----- Text passage
Four early career scholars whose work focuses on the science of obesity prevention will join the UO's Health Promotion and Obesity Prevention Initiative in the fall. They were hired as part of the Clusters of Excellence Faculty Hiring Initiative announced in 2014.
“We've recruited four amazing and talented scholars whose research interests are related. Together they will form a true cluster,” said Beth Stormshak, coordinator of the cluster and director of the UO's Prevention Science Institute in which the cluster is located. “All of their research is synergistic with what we’re doing here in the College of Education and campuswide.”
The cluster received a boost in November 2014 when UO alumna Connie Ballmer, a 1984 graduate, and her husband, Steve, gave $20 million in philanthropic support as part of their $50 million gift to the UO’s $2 billion fundraising campaign.
The Health Promotion and Obesity Prevention Initiative, Stormshak said, will address obesity rates in the United States, where 35 percent of adults and one-third of all children are considered to be overweight or obese. The cluster will integrate new expertise with existing research in related disciplines and build on longstanding UO strengths in prevention science and biological systems.
The new hires (left to right, above) are: Nicole Giuliani, a research associate in the UO's Department of Psychology where she works with professors Elliot Berkman, Phil Fisher and Jennifer Pfeifer; Elizabeth L. Budd, who is completing a doctoral degree in public health at Washington University in St. Louis; Tasia M. Smith, who is completing doctoral work in counseling psychology at the University of Florida; and Nichole R. Kelly, currently a postdoctoral researcher in a joint position at the Uniformed Services University of Health Sciences and the National Institutes of Health.
Giuliani studies basic brain processes and mechanisms that link to emotional and self-regulatory aspects of food consumption to help develop interventions that improve diet and health behaviors.
“I am thrilled to be joining the College of Education as part of the Health Promotion and Obesity Prevention cluster," said Giuliani, who has a doctorate in psychology from Stanford University. "I chose to stay at University of Oregon for many reasons, including the UO's community of supportive and collaborative faculty, the fantastic research being done here in both basic and applied science, and Eugene itself. I cannot think of a better place to continue my research on the emotional and self-regulatory aspects of food consumption, and interventions aimed at improving diet and health.”
----------
----- Source material
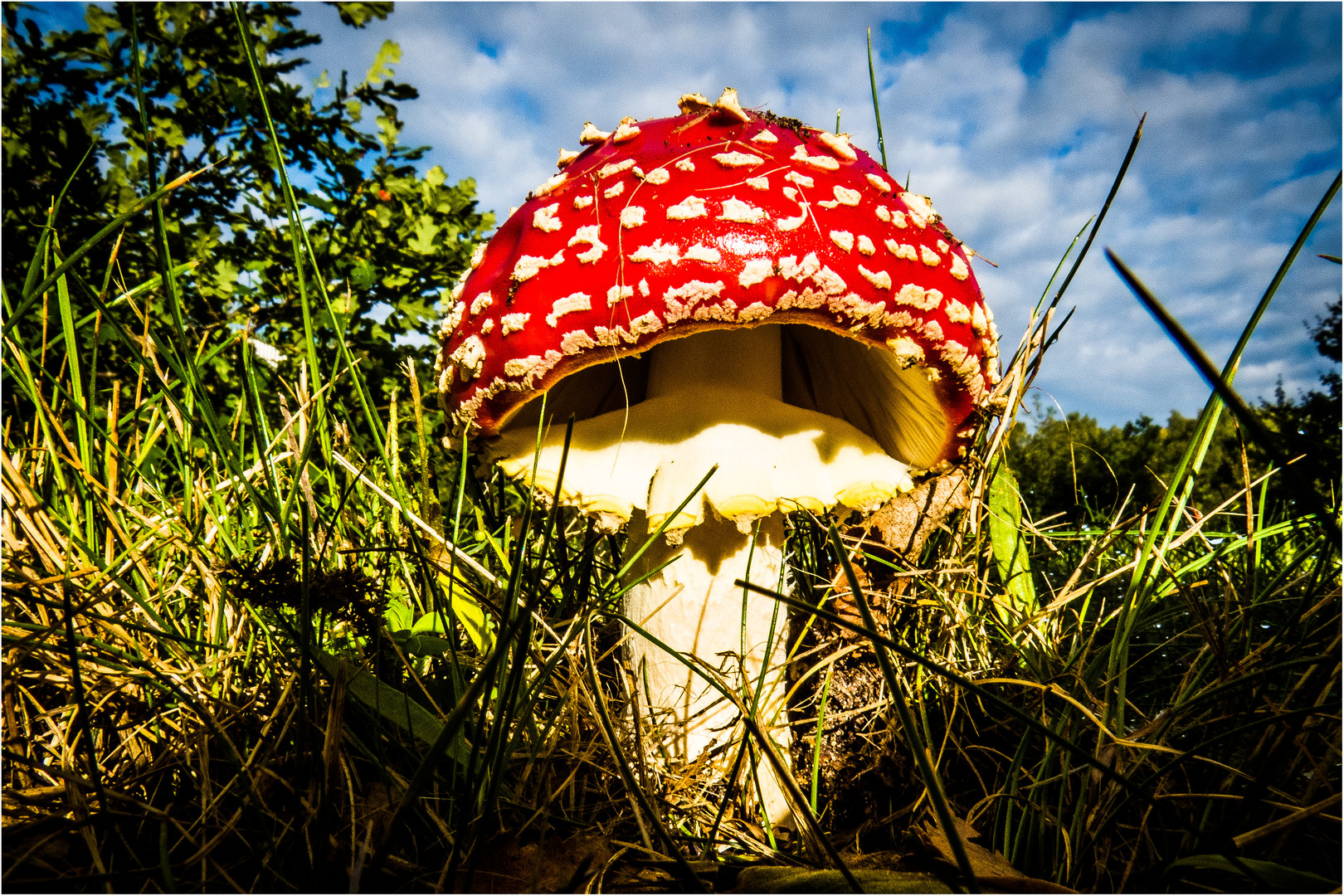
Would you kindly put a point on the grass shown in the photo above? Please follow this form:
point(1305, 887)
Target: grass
point(261, 637)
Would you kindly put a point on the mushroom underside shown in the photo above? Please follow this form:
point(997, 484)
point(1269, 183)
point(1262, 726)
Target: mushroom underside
point(825, 433)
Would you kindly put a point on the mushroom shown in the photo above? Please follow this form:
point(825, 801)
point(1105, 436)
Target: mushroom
point(719, 288)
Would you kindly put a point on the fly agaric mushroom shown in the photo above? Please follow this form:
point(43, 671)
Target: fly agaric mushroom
point(723, 286)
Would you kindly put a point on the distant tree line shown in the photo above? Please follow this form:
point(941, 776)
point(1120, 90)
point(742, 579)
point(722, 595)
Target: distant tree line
point(1077, 470)
point(385, 234)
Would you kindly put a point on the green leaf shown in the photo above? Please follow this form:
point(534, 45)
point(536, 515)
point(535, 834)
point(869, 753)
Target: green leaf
point(468, 611)
point(382, 69)
point(1008, 540)
point(1281, 878)
point(396, 707)
point(363, 275)
point(424, 240)
point(398, 616)
point(358, 15)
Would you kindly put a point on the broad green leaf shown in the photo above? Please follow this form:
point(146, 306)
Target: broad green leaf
point(424, 240)
point(398, 616)
point(396, 707)
point(1008, 540)
point(382, 69)
point(468, 611)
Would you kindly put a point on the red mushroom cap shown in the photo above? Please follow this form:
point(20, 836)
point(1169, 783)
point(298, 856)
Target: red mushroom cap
point(717, 218)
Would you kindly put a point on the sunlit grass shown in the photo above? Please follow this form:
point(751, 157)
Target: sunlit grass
point(286, 638)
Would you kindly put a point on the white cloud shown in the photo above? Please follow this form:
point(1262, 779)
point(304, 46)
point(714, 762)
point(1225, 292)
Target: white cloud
point(1012, 117)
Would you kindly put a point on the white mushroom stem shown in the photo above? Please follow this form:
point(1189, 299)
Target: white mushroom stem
point(714, 398)
point(693, 605)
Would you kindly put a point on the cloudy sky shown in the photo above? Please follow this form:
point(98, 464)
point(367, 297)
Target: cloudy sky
point(1012, 117)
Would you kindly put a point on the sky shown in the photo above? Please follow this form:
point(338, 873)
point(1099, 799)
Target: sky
point(1012, 117)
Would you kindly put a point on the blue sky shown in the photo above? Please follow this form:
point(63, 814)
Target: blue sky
point(1012, 117)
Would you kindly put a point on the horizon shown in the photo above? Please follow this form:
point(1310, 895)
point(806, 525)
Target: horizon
point(1012, 117)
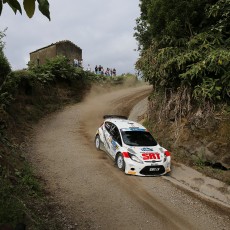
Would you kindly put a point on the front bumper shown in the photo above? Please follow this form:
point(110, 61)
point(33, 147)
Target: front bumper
----------
*Your tasks*
(a) List the four scholars that the text about the UO obesity prevention cluster names as new hires.
(b) In the text about the UO obesity prevention cluster, how much philanthropic support did Connie and Steve Ballmer give to the cluster?

*Answers to the exercises*
(a) Nicole Giuliani, Elizabeth L. Budd, Tasia M. Smith, Nichole R. Kelly

(b) $20 million